::: Passage shown

THE last branch of a North-East family business that has roots going back to the 1800s is to close tomorrow.

Blacks Health Food Centre, in Fore Bondgate, Bishop Auckland, was once one of four Blacks stores trading in the region.

The family name also adorned stores in Stockton, Middlesbrough and Durham which thrived in the Sixties and Seventies, counting athletes, sportsmen and celebrities among the customers.

But the foundations of the family-run business go back further still when John Birch, a former Lancashire coal miner, moved to the region.

Mr Birch registered with the National Institute of Medical Herbalists and documents show he was practising as early as 1884.

Rebecca Birch, followed in her father’s foot steps and is thought to have practised from her home in Ferryhill, County Durham, in the early 1900s.

In 1935, she opened Birch’s, in Market Place, Durham, which later became Blacks after she married George Black.

The couple had a son, also George, before Mrs Black died, carrying their second child. However, in her relatively short life she became a renowned herbalist mixing remedies out the back and keeping meticulous records.

::::::

### Required action A
Translate this sentence from the article about the Blacks health food business into Spanish: "Blacks Health Food Centre, in Fore Bondgate, Bishop Auckland, was once one of four Blacks stores trading in the region."
### Required action B
Carry the article about the Blacks health food business forward from its last sentence.
The records that come next have no connection to the article about the Blacks family business.

::: Source data

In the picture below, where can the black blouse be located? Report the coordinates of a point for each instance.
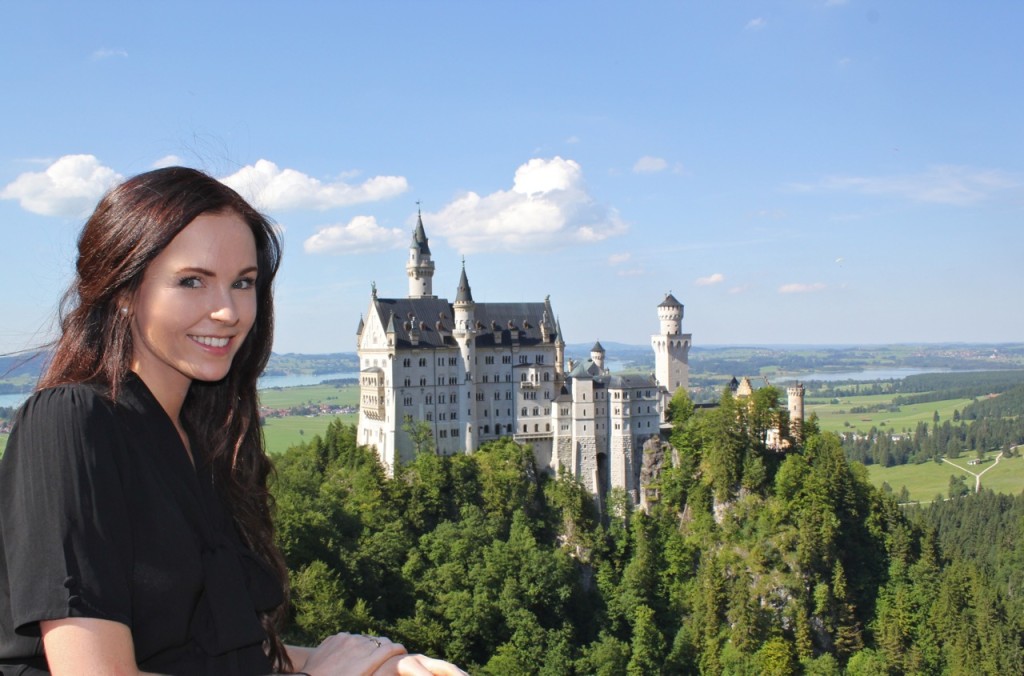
(102, 515)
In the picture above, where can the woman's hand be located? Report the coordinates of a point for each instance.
(343, 655)
(418, 665)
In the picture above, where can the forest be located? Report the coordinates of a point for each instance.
(750, 560)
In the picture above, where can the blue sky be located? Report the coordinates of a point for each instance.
(794, 171)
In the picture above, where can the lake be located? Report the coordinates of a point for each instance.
(867, 375)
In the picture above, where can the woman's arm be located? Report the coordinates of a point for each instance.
(88, 645)
(298, 655)
(344, 655)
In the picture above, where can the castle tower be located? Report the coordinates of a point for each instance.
(672, 348)
(796, 407)
(597, 355)
(559, 349)
(420, 268)
(464, 333)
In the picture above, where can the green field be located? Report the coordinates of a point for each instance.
(282, 433)
(837, 417)
(927, 480)
(286, 397)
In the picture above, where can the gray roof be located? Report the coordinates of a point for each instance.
(464, 294)
(420, 237)
(434, 320)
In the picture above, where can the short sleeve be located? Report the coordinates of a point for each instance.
(64, 521)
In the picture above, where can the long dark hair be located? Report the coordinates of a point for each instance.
(130, 226)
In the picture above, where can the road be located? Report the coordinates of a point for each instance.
(976, 475)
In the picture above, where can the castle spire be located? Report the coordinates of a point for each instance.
(420, 268)
(464, 293)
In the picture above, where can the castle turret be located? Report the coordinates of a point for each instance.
(559, 349)
(420, 268)
(796, 407)
(671, 346)
(464, 333)
(597, 355)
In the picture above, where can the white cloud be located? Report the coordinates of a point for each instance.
(361, 235)
(548, 206)
(104, 53)
(940, 184)
(71, 186)
(801, 288)
(649, 165)
(619, 259)
(270, 187)
(167, 161)
(711, 280)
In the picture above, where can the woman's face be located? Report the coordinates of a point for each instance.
(195, 306)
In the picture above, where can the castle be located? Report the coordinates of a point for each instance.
(473, 372)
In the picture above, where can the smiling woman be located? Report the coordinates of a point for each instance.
(135, 531)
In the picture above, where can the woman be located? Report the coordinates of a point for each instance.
(135, 531)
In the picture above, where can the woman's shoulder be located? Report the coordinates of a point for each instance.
(76, 405)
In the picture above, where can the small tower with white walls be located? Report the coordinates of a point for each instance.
(672, 347)
(795, 395)
(597, 355)
(464, 333)
(420, 268)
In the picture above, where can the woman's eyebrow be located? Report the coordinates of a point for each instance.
(206, 272)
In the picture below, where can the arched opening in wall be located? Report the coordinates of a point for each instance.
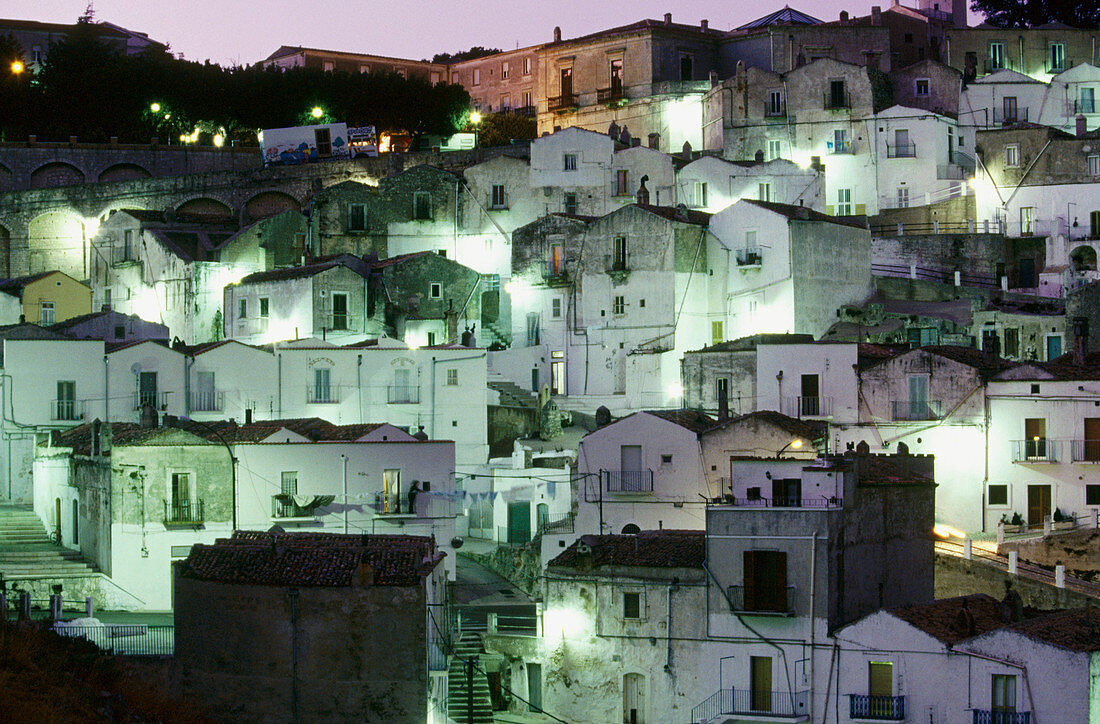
(123, 172)
(270, 204)
(56, 174)
(1084, 259)
(55, 241)
(207, 207)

::::::

### Written answer A
Blacks Health Food Centre, en Fore Bondgate, Bishop Auckland, fue en su día una de las cuatro tiendas Blacks que operaban en la región.

### Written answer B
The couple’s son, now 73, joined the business 50 years ago, studying as a medical herbalist after serving in the RAF.

The Durham store moved to Claypath and stores followed in Bishop Auckland, in 1964, in Middlesbrough’s Linthorpe Road, in 1965, and in Stockton’s Bishopton Lane, in 1966.

At one point George Black’s Porsche could be found parked by Dave Clark’s Rolls Royce outside one of the successful health centres.

As well as the Dave Clark Five drummer, celebrities including Lulu and Honor Blackman were patrons, as was Lord Londonderry who once owned Wynyard Hall.

Customers were seen as patients and many would turn to Blacks for help to relieve conditions and ailments after conventional medicine failed.

But as cheaper imported health supplements became available in supermarkets, and eventually on the internet, Blacks found it increasingly hard to compete.

First to go was the Middlebrough branch, in the early Nineties, when George Black senior died, and then Durham, in 2002.

About two years ago the Stockton branch closed and at the same time Mr Black sold the Bishop Auckland branch to his son Alastair’s father-inlaw, Dave Hastings, who had been working at the store for the previous four years.

Mr Hastings, who jointly owns the store with his son-inlaw, said he could not compete, on a commercial level, adding: “We are all very sad to see the shop closing, especially since the business has been in the family for 75 years, and the store has been in Bishop Auckland for 46 years. I have always enjoyed working here, it has been interesting meeting so many different people.”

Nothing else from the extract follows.